▶ _Excerpt provided_
+++++

About us

The Scouts are the UK's biggest mixed youth organisation; Richmond upon Thames District has a membership of around 2,000 young people, supported by some 600 adult volunteers.

About us

Richmond upon Thames District Scouts is part of The Scout Association of the United Kingdom and is one of five borough-based Scout Districts which together make-up the Scout County of Greater London South West.

#skillsforlife

As Scouts, we believe in preparing young people with skills for life. We encourage our young people to do more, learn more and be more.

Each week, we give over 460,000 young people across the UK the opportunity to enjoy fun and adventure while developing the skills they need to succeed, now and in the future. We’re talking about teamwork, leadership and resilience – skills that have helped Scouts become everything from teachers and social workers to astronauts and Olympians.

We believe in bringing people together. We celebrate diversity and stand against intolerance, always. We’re part of a worldwide movement, creating stronger communities and inspiring positive futures.

By 2023 we will have prepared more young people with skills for life, supported by amazing leaders delivering an inspiring programme. We will be growing, more inclusive, shaped by young people and making a bigger impact in our communities.

We are proud to say we are a values-based movement. Our Scout values of integrity, respect, care, belief and cooperation guide everything we do.

What Scouts do

Young people in the Scouts take part in an exciting programme of activities from kayaking to coding. They develop character skills like resilience, initiative and tenacity; employability skills such as leadership, teamwork and problem solving; and practical skills like cooking and first aid.

+++++

▶ _Data_
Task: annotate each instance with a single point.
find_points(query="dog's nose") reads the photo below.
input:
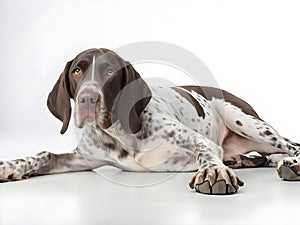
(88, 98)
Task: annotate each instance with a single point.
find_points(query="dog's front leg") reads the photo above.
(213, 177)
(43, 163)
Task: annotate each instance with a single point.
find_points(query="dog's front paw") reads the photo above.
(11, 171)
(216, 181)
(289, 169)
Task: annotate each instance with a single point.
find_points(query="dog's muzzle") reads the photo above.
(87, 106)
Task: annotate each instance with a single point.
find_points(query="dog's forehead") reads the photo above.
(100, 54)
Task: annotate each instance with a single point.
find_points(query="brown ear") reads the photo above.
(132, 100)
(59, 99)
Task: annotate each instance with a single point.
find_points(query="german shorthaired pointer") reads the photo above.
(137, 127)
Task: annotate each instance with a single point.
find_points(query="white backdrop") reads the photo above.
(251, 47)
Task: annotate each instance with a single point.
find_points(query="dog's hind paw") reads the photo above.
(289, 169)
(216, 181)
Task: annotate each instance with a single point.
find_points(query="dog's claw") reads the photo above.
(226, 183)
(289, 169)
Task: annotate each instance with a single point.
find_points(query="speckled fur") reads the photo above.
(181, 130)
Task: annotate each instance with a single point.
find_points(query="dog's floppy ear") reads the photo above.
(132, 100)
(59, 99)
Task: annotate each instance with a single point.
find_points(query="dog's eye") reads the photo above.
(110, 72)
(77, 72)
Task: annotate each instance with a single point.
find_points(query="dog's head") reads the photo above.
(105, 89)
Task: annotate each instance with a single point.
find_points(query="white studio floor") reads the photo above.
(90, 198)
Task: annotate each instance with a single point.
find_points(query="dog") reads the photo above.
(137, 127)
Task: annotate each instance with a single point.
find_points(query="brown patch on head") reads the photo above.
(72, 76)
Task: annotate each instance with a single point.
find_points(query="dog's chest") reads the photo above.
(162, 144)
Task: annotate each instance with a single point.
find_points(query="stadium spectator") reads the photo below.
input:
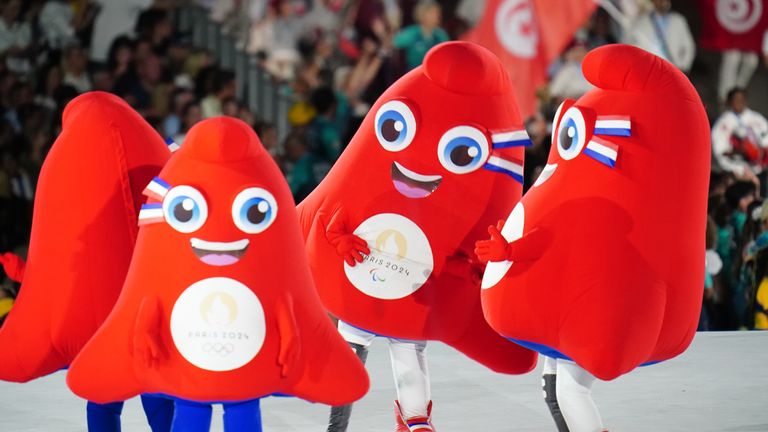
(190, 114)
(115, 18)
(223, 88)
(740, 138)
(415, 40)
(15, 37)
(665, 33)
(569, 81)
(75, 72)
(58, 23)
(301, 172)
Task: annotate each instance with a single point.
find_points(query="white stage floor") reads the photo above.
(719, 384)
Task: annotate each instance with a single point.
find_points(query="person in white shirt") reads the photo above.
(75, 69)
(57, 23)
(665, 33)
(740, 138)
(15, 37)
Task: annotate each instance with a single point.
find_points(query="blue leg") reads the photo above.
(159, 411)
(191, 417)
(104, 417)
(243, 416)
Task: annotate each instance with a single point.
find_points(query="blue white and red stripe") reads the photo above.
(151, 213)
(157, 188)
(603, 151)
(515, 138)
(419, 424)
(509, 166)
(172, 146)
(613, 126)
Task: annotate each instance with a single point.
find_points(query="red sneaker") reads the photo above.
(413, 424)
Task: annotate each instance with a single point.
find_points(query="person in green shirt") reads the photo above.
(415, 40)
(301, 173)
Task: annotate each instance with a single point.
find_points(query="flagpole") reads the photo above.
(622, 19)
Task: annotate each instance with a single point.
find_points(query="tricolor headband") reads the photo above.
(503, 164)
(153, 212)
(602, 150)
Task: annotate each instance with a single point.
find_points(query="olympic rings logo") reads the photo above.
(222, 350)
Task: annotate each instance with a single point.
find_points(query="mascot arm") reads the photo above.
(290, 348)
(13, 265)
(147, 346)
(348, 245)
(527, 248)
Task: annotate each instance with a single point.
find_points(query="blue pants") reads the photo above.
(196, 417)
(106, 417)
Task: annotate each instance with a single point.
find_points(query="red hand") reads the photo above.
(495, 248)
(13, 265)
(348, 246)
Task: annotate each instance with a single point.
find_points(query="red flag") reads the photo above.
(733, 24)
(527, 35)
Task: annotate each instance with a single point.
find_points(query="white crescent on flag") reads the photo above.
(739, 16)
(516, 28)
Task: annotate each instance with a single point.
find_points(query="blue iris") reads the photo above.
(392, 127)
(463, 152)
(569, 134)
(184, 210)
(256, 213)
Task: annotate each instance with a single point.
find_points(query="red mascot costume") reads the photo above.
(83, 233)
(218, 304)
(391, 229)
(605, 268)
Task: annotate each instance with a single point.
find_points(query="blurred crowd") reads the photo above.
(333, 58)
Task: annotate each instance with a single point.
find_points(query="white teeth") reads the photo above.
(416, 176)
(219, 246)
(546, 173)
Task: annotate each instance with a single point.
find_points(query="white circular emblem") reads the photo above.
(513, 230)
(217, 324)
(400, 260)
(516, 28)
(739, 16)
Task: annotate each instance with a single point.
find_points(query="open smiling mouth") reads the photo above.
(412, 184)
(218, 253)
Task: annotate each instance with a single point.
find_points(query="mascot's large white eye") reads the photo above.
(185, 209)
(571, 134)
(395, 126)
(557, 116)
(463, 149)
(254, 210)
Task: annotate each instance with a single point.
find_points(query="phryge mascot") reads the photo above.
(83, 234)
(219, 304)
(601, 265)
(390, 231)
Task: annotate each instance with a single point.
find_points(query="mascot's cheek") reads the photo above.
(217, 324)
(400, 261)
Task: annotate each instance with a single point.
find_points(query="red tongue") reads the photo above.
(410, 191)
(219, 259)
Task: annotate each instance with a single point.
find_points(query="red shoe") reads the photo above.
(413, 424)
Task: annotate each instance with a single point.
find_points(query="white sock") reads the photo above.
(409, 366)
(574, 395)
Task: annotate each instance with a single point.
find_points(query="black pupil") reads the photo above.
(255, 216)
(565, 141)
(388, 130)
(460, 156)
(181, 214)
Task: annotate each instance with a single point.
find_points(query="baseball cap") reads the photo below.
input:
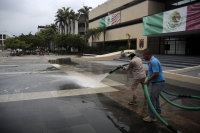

+++++

▶ _Requests_
1 > In the Richmond upon Thames Scouts text, how many adult volunteers support the District's young members?
2 > Please list the Scout values named in the Richmond upon Thames Scouts text.
3 > Repeat the Richmond upon Thames Scouts text word for word from "We believe in bringing" to "and first aid.".

▶ _Exercise solutions_
1 > Some 600 adult volunteers.

2 > Integrity, respect, care, belief and cooperation.

3 >
We believe in bringing people together. We celebrate diversity and stand against intolerance, always. We’re part of a worldwide movement, creating stronger communities and inspiring positive futures.

By 2023 we will have prepared more young people with skills for life, supported by amazing leaders delivering an inspiring programme. We will be growing, more inclusive, shaped by young people and making a bigger impact in our communities.

We are proud to say we are a values-based movement. Our Scout values of integrity, respect, care, belief and cooperation guide everything we do.

What Scouts do

Young people in the Scouts take part in an exciting programme of activities from kayaking to coding. They develop character skills like resilience, initiative and tenacity; employability skills such as leadership, teamwork and problem solving; and practical skills like cooking and first aid.